*** Block opens ***
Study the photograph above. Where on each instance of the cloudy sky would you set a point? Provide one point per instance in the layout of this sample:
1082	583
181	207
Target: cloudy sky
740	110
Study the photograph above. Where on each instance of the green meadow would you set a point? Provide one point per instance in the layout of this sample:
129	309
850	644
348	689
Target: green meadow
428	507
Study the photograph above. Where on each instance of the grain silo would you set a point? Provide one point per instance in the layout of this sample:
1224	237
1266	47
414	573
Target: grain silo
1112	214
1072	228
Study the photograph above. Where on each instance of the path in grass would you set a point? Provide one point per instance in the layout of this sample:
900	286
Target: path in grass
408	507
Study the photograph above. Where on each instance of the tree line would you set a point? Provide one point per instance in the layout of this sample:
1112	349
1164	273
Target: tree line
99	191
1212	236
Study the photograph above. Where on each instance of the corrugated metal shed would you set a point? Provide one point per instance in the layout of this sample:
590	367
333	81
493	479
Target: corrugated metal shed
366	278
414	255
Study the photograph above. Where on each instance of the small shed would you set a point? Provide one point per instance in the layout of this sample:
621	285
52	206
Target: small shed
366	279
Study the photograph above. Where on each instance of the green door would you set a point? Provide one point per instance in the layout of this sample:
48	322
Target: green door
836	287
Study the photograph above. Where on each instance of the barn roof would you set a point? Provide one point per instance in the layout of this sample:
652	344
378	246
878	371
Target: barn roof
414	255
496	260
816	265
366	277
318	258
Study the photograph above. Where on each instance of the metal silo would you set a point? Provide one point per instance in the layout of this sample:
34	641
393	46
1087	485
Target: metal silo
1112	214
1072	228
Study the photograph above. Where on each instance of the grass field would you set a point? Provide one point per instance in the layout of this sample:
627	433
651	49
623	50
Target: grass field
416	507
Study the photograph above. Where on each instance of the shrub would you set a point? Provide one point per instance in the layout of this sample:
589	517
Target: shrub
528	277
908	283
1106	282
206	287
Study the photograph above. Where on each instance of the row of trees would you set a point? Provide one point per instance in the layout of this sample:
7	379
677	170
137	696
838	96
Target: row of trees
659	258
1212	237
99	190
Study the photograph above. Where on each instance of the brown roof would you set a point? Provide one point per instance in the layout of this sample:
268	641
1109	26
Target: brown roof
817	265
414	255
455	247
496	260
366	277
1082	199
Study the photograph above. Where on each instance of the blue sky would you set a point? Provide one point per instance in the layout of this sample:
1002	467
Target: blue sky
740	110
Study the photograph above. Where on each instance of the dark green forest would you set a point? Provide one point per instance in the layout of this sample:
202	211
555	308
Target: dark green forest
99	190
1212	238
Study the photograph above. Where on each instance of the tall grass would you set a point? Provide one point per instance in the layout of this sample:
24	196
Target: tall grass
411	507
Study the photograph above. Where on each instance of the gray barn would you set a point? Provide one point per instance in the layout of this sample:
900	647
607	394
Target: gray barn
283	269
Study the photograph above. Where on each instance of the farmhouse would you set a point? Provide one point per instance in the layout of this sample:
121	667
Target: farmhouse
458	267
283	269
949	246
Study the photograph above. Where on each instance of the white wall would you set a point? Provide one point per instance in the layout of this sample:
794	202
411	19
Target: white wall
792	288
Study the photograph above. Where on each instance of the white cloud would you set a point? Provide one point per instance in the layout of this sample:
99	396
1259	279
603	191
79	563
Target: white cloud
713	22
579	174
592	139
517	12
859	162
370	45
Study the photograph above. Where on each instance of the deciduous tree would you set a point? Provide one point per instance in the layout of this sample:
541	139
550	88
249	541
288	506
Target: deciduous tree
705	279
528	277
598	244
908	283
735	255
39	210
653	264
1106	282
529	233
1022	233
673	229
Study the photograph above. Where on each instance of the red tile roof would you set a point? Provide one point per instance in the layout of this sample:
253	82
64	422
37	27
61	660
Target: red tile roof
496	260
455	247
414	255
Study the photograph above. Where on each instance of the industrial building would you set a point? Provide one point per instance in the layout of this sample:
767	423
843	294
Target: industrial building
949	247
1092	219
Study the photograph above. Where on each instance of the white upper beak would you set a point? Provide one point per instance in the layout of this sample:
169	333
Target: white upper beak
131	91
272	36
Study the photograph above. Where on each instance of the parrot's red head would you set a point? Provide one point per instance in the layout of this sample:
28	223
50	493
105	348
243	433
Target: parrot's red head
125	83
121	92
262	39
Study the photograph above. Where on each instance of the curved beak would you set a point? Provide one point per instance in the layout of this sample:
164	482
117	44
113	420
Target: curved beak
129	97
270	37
*** Block closes ***
WHAT YOU SHOULD DO:
Say each line again exactly as it appears above.

RESULT FOR THIS TASK:
Study the photograph above. Where on each instance of the cloudy sky would you set a point? Provide one point per instance in the layout of this sample:
1082	583
181	207
Target: cloudy sky
740	110
Study the photograph above. Where on each instance of the green meadow would you set a point? Provide one point per instance in the layout of this sample:
129	309
850	644
348	689
Target: green meadow
428	507
Study the photograph above. Where on each instance of the grain silo would you set a point? Provide one point per instance in the layout of this sample:
1224	237
1266	47
414	573
Target: grain silo
1112	214
1072	228
Study the photograph above. Where on each instance of the path in grass would you set a point? Provide one point per instance in the layout of this sample:
900	286
Target: path in grass
408	507
Study the photograph above. Where on each instance of the tree line would you set a point? Provide one point per instance in the layout of this sample:
1112	349
1164	273
Target: tree line
99	191
1212	236
Study the photograph above. Where on each instance of the corrugated metal shed would you set a point? Provide one point per instance in the layout of this sample:
590	367
333	81
493	479
Target: corrugated metal shed
366	278
414	255
Study the photograph above. Where on each instance of the small shed would you set a point? Provide one point per instance in the layout of this sample:
621	285
52	206
Target: small shed
366	279
Study the photograph above. Where on each instance of the green door would you set a point? Provide one point per instance in the layout of this sample:
48	322
Target: green door
836	287
Study the photograph above. Where on each instance of the barn roof would you set a point? Provide one point per instance in the layout of this sample:
652	344
378	246
878	371
Target: barn roof
414	255
496	260
816	265
366	277
318	258
Study the photograph above. Where on each instance of the metal silo would you set a point? Provide one point per instance in the layout of this sample:
34	641
393	46
1087	485
Target: metal silo
1112	214
1072	228
Study the photograph above. Where on each instance of the grass field would you set a point? Provide one point per instance in the layout of this sample:
627	433
651	49
623	50
Target: grass field
416	507
Study the photograph above. Where on each instance of the shrub would you set a point? Provide one point per instance in the layout of this sample:
589	517
Target: shrub
528	277
908	283
1106	282
206	287
Study the photograph above. Where on each instance of the row of trees would you set a point? Provide one point per instance in the layout of this sample:
7	379
677	170
137	696
838	96
Target: row of trees
659	258
1212	237
99	190
Study the photograph above. Where on each instance of the brown roof would you set a point? Provide one point per instance in the layout of this sample:
268	641
1109	26
Target: brown roof
817	265
414	255
455	247
496	260
366	277
1082	199
Study the photograph above. Where on each instance of the blue sky would you set a point? Provide one point per instance in the layout of this sample:
1002	467
Target: blue sky
740	110
Study the photograph above. Where on each instance of the dark green forest would you set a point? Provide one point per instance in the layout of this sample:
202	211
555	308
Target: dark green forest
99	190
1212	238
Study the photograph above. Where on each instance of the tall grass would you set a point? Provide one point per instance in the layout of this sample:
24	196
Target: tall grass
411	507
Study the photograph above. Where on each instance of the gray barn would you set a point? Provide one point per instance in the layout of this sample:
900	647
607	394
Target: gray barn
283	269
Study the photograph above. Where on each instance of the farmhouse would you set a point? Provide one point per instance in the layout of this sample:
121	667
Target: farmhouse
458	267
283	269
949	246
Study the photograph above. Where on each instance of the white wall would you set a point? Provide one point per instance in the layout of this sample:
794	202
411	19
Target: white wall
792	288
Study the photograph above. Where on each instance of the white cloud would you set a point? Provide one point per instance in the layout of this sample:
99	396
1259	279
603	191
79	563
Target: white cloud
713	22
579	174
592	139
517	12
859	162
370	45
Study the photograph above. Where on each instance of the deciduous tree would you set a point? Provide one point per instance in the layout of this sample:
541	139
550	88
249	541
288	506
Target: deciduous tree
705	279
528	277
598	244
908	283
735	255
39	210
653	264
1106	282
529	233
1022	233
673	229
Study the photograph above. Where on each instance of the red tile roof would you set a point? Provide one point per instance in the layout of this sample:
253	82
64	422
37	27
61	660
Target: red tile roof
496	260
455	247
414	255
Study the photograph above. Where on each instance of the industrial building would you set a point? Provide one point per instance in the layout of this sample:
767	423
843	294
Target: industrial building
949	247
1092	219
Study the photograph above. Where on each instance of the white upper beak would you set a point? Provide one point per instance in the layout of this sample:
169	333
Target: white upper beak
131	91
272	36
Study the photograph above. Where on each instance of the parrot's red head would you set a point? Provide one point per instance in the layout of this sample:
28	223
50	493
105	348
243	433
Target: parrot's red head
125	83
121	92
262	39
Study the photograph above. Where on each instance of the curved beak would you set a point? Provide one point per instance in the layout of this sample:
164	482
117	44
113	420
Target: curved beak
129	97
270	37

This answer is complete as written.